PROBLEM REQUIREMENTS: Go through the listing and copy each line with the string "tail".

LISTED ENTRIES:
* * *
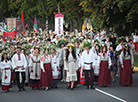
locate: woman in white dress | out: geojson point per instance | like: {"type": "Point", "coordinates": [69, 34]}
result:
{"type": "Point", "coordinates": [71, 66]}
{"type": "Point", "coordinates": [46, 79]}
{"type": "Point", "coordinates": [55, 67]}
{"type": "Point", "coordinates": [97, 51]}
{"type": "Point", "coordinates": [35, 69]}
{"type": "Point", "coordinates": [6, 73]}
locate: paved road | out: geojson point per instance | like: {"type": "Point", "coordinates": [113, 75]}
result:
{"type": "Point", "coordinates": [80, 94]}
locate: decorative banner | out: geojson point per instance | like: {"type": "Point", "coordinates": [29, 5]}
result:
{"type": "Point", "coordinates": [35, 24]}
{"type": "Point", "coordinates": [20, 27]}
{"type": "Point", "coordinates": [1, 30]}
{"type": "Point", "coordinates": [9, 34]}
{"type": "Point", "coordinates": [11, 23]}
{"type": "Point", "coordinates": [59, 17]}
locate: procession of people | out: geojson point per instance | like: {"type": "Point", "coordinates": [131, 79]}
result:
{"type": "Point", "coordinates": [44, 60]}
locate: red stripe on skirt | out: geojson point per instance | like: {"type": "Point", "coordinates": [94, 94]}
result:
{"type": "Point", "coordinates": [104, 74]}
{"type": "Point", "coordinates": [47, 77]}
{"type": "Point", "coordinates": [126, 73]}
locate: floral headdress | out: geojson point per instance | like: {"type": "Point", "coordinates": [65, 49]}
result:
{"type": "Point", "coordinates": [86, 43]}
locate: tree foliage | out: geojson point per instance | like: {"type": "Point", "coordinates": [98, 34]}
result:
{"type": "Point", "coordinates": [120, 15]}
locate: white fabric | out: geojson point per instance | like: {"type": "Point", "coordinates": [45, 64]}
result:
{"type": "Point", "coordinates": [88, 58]}
{"type": "Point", "coordinates": [104, 58]}
{"type": "Point", "coordinates": [16, 62]}
{"type": "Point", "coordinates": [4, 65]}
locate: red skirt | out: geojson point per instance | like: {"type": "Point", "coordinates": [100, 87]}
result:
{"type": "Point", "coordinates": [47, 77]}
{"type": "Point", "coordinates": [126, 73]}
{"type": "Point", "coordinates": [104, 74]}
{"type": "Point", "coordinates": [5, 87]}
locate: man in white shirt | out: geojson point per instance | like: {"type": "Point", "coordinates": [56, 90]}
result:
{"type": "Point", "coordinates": [88, 65]}
{"type": "Point", "coordinates": [19, 64]}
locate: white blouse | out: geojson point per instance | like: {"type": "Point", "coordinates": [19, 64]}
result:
{"type": "Point", "coordinates": [106, 57]}
{"type": "Point", "coordinates": [45, 59]}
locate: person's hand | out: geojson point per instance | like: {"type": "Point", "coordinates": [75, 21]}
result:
{"type": "Point", "coordinates": [43, 71]}
{"type": "Point", "coordinates": [31, 69]}
{"type": "Point", "coordinates": [58, 69]}
{"type": "Point", "coordinates": [23, 68]}
{"type": "Point", "coordinates": [93, 67]}
{"type": "Point", "coordinates": [53, 69]}
{"type": "Point", "coordinates": [83, 68]}
{"type": "Point", "coordinates": [132, 66]}
{"type": "Point", "coordinates": [17, 68]}
{"type": "Point", "coordinates": [122, 66]}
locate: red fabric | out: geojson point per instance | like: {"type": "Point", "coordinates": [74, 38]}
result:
{"type": "Point", "coordinates": [136, 46]}
{"type": "Point", "coordinates": [19, 57]}
{"type": "Point", "coordinates": [82, 79]}
{"type": "Point", "coordinates": [104, 74]}
{"type": "Point", "coordinates": [9, 35]}
{"type": "Point", "coordinates": [22, 18]}
{"type": "Point", "coordinates": [32, 85]}
{"type": "Point", "coordinates": [126, 73]}
{"type": "Point", "coordinates": [47, 77]}
{"type": "Point", "coordinates": [6, 88]}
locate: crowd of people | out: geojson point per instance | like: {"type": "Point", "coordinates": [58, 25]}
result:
{"type": "Point", "coordinates": [41, 60]}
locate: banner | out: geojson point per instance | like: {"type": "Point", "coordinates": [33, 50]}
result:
{"type": "Point", "coordinates": [9, 34]}
{"type": "Point", "coordinates": [59, 18]}
{"type": "Point", "coordinates": [1, 30]}
{"type": "Point", "coordinates": [20, 27]}
{"type": "Point", "coordinates": [11, 23]}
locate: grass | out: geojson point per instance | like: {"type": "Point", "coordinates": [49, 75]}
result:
{"type": "Point", "coordinates": [136, 60]}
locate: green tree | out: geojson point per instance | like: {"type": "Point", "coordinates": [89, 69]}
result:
{"type": "Point", "coordinates": [120, 15]}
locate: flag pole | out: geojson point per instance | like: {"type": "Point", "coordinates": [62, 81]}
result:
{"type": "Point", "coordinates": [58, 8]}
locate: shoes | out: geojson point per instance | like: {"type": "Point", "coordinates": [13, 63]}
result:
{"type": "Point", "coordinates": [92, 87]}
{"type": "Point", "coordinates": [87, 87]}
{"type": "Point", "coordinates": [56, 87]}
{"type": "Point", "coordinates": [23, 89]}
{"type": "Point", "coordinates": [46, 89]}
{"type": "Point", "coordinates": [19, 90]}
{"type": "Point", "coordinates": [72, 88]}
{"type": "Point", "coordinates": [63, 80]}
{"type": "Point", "coordinates": [68, 87]}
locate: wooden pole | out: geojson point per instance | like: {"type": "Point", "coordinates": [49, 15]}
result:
{"type": "Point", "coordinates": [58, 8]}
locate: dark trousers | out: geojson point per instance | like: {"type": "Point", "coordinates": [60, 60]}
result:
{"type": "Point", "coordinates": [20, 85]}
{"type": "Point", "coordinates": [87, 74]}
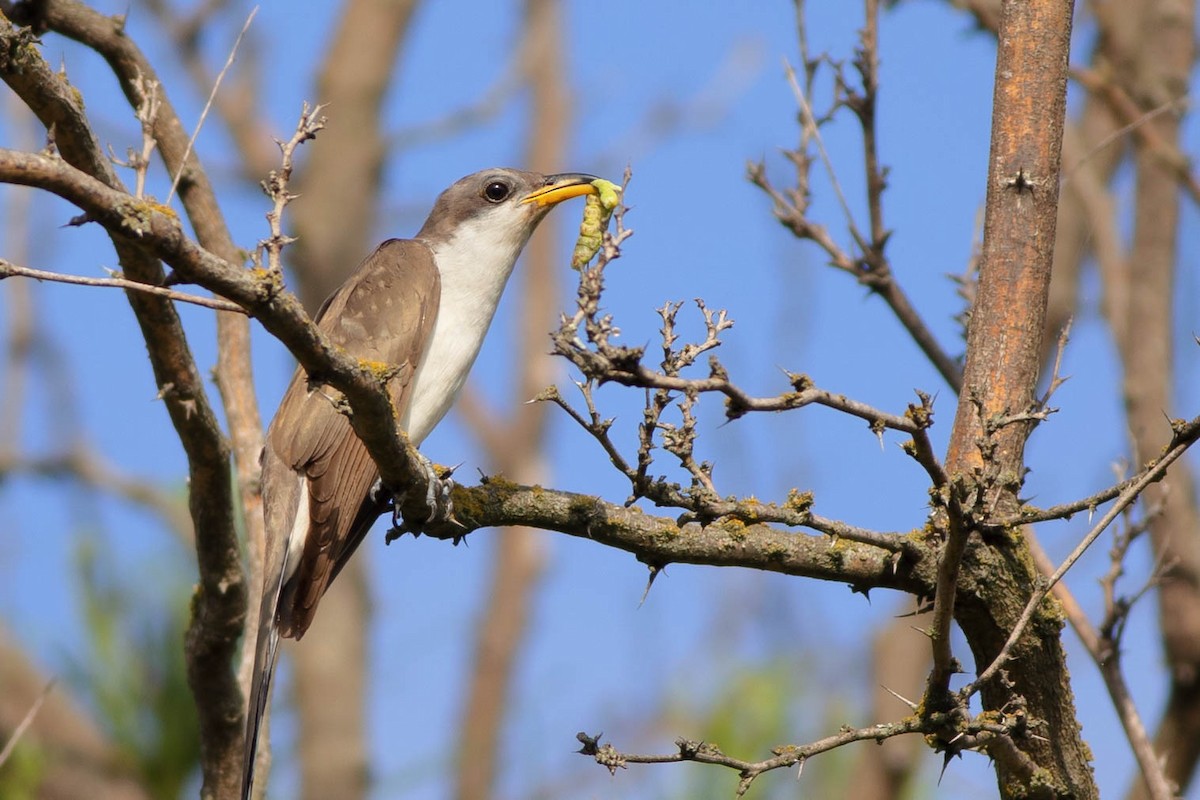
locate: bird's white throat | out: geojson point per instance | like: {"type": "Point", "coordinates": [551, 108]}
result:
{"type": "Point", "coordinates": [475, 264]}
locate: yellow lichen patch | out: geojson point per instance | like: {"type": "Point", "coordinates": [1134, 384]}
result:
{"type": "Point", "coordinates": [166, 210]}
{"type": "Point", "coordinates": [381, 370]}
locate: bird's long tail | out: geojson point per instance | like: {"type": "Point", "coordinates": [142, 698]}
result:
{"type": "Point", "coordinates": [265, 654]}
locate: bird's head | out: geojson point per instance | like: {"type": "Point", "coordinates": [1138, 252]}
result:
{"type": "Point", "coordinates": [497, 209]}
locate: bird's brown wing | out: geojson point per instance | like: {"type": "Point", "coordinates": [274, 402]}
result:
{"type": "Point", "coordinates": [384, 313]}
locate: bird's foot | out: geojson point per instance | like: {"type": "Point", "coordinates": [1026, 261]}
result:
{"type": "Point", "coordinates": [438, 504]}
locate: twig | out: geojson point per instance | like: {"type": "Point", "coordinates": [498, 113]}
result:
{"type": "Point", "coordinates": [1108, 660]}
{"type": "Point", "coordinates": [1185, 437]}
{"type": "Point", "coordinates": [9, 270]}
{"type": "Point", "coordinates": [208, 104]}
{"type": "Point", "coordinates": [275, 185]}
{"type": "Point", "coordinates": [981, 732]}
{"type": "Point", "coordinates": [25, 722]}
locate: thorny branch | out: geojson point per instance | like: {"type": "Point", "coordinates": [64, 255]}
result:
{"type": "Point", "coordinates": [1185, 435]}
{"type": "Point", "coordinates": [870, 265]}
{"type": "Point", "coordinates": [275, 185]}
{"type": "Point", "coordinates": [587, 338]}
{"type": "Point", "coordinates": [981, 732]}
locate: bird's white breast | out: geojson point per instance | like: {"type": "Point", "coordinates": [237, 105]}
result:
{"type": "Point", "coordinates": [474, 264]}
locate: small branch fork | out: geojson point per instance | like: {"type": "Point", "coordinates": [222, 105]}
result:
{"type": "Point", "coordinates": [869, 263]}
{"type": "Point", "coordinates": [978, 732]}
{"type": "Point", "coordinates": [275, 185]}
{"type": "Point", "coordinates": [587, 340]}
{"type": "Point", "coordinates": [1185, 435]}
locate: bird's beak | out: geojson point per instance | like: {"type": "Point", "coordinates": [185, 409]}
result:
{"type": "Point", "coordinates": [562, 187]}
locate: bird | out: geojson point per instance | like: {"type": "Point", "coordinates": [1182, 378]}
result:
{"type": "Point", "coordinates": [423, 306]}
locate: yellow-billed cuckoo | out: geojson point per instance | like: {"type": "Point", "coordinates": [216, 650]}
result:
{"type": "Point", "coordinates": [423, 305]}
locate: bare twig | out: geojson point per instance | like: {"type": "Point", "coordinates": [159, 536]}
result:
{"type": "Point", "coordinates": [25, 722]}
{"type": "Point", "coordinates": [275, 185]}
{"type": "Point", "coordinates": [983, 732]}
{"type": "Point", "coordinates": [1185, 437]}
{"type": "Point", "coordinates": [9, 270]}
{"type": "Point", "coordinates": [208, 104]}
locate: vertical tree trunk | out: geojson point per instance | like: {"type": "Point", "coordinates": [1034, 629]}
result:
{"type": "Point", "coordinates": [985, 457]}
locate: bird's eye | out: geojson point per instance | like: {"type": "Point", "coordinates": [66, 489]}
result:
{"type": "Point", "coordinates": [497, 192]}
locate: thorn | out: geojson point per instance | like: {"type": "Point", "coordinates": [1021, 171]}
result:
{"type": "Point", "coordinates": [899, 697]}
{"type": "Point", "coordinates": [654, 573]}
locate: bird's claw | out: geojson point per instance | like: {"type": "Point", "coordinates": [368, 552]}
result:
{"type": "Point", "coordinates": [438, 503]}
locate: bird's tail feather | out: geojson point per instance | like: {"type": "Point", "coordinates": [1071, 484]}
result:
{"type": "Point", "coordinates": [265, 654]}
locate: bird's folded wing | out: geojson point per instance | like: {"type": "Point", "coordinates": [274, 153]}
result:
{"type": "Point", "coordinates": [383, 313]}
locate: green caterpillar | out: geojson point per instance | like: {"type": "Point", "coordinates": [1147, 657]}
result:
{"type": "Point", "coordinates": [597, 211]}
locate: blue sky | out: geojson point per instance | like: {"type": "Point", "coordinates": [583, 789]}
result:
{"type": "Point", "coordinates": [597, 661]}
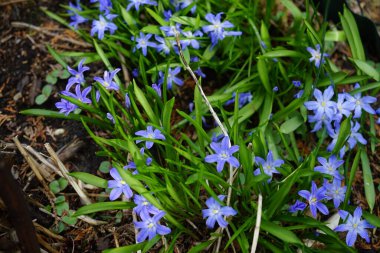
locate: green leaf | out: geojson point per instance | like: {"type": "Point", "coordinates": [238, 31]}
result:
{"type": "Point", "coordinates": [40, 99]}
{"type": "Point", "coordinates": [368, 69]}
{"type": "Point", "coordinates": [62, 183]}
{"type": "Point", "coordinates": [56, 56]}
{"type": "Point", "coordinates": [64, 74]}
{"type": "Point", "coordinates": [90, 179]}
{"type": "Point", "coordinates": [282, 53]}
{"type": "Point", "coordinates": [280, 232]}
{"type": "Point", "coordinates": [152, 29]}
{"type": "Point", "coordinates": [201, 247]}
{"type": "Point", "coordinates": [126, 249]}
{"type": "Point", "coordinates": [336, 36]}
{"type": "Point", "coordinates": [52, 79]}
{"type": "Point", "coordinates": [344, 133]}
{"type": "Point", "coordinates": [166, 114]}
{"type": "Point", "coordinates": [54, 186]}
{"type": "Point", "coordinates": [263, 74]}
{"type": "Point", "coordinates": [145, 104]}
{"type": "Point", "coordinates": [128, 18]}
{"type": "Point", "coordinates": [157, 17]}
{"type": "Point", "coordinates": [352, 33]}
{"type": "Point", "coordinates": [369, 188]}
{"type": "Point", "coordinates": [103, 206]}
{"type": "Point", "coordinates": [105, 166]}
{"type": "Point", "coordinates": [297, 14]}
{"type": "Point", "coordinates": [291, 124]}
{"type": "Point", "coordinates": [46, 90]}
{"type": "Point", "coordinates": [69, 220]}
{"type": "Point", "coordinates": [62, 207]}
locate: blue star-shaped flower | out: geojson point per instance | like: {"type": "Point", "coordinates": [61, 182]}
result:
{"type": "Point", "coordinates": [216, 29]}
{"type": "Point", "coordinates": [143, 43]}
{"type": "Point", "coordinates": [137, 3]}
{"type": "Point", "coordinates": [77, 76]}
{"type": "Point", "coordinates": [107, 80]}
{"type": "Point", "coordinates": [335, 191]}
{"type": "Point", "coordinates": [216, 213]}
{"type": "Point", "coordinates": [269, 166]}
{"type": "Point", "coordinates": [330, 166]}
{"type": "Point", "coordinates": [118, 186]}
{"type": "Point", "coordinates": [80, 95]}
{"type": "Point", "coordinates": [314, 199]}
{"type": "Point", "coordinates": [143, 205]}
{"type": "Point", "coordinates": [102, 25]}
{"type": "Point", "coordinates": [354, 225]}
{"type": "Point", "coordinates": [171, 77]}
{"type": "Point", "coordinates": [361, 103]}
{"type": "Point", "coordinates": [150, 227]}
{"type": "Point", "coordinates": [149, 133]}
{"type": "Point", "coordinates": [316, 55]}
* * *
RESULT FOR THIS EXERCISE:
locate: bird's long tail | out: geojson point per instance | like: {"type": "Point", "coordinates": [142, 698]}
locate: bird's tail feather | out: geojson point per instance | like: {"type": "Point", "coordinates": [1071, 484]}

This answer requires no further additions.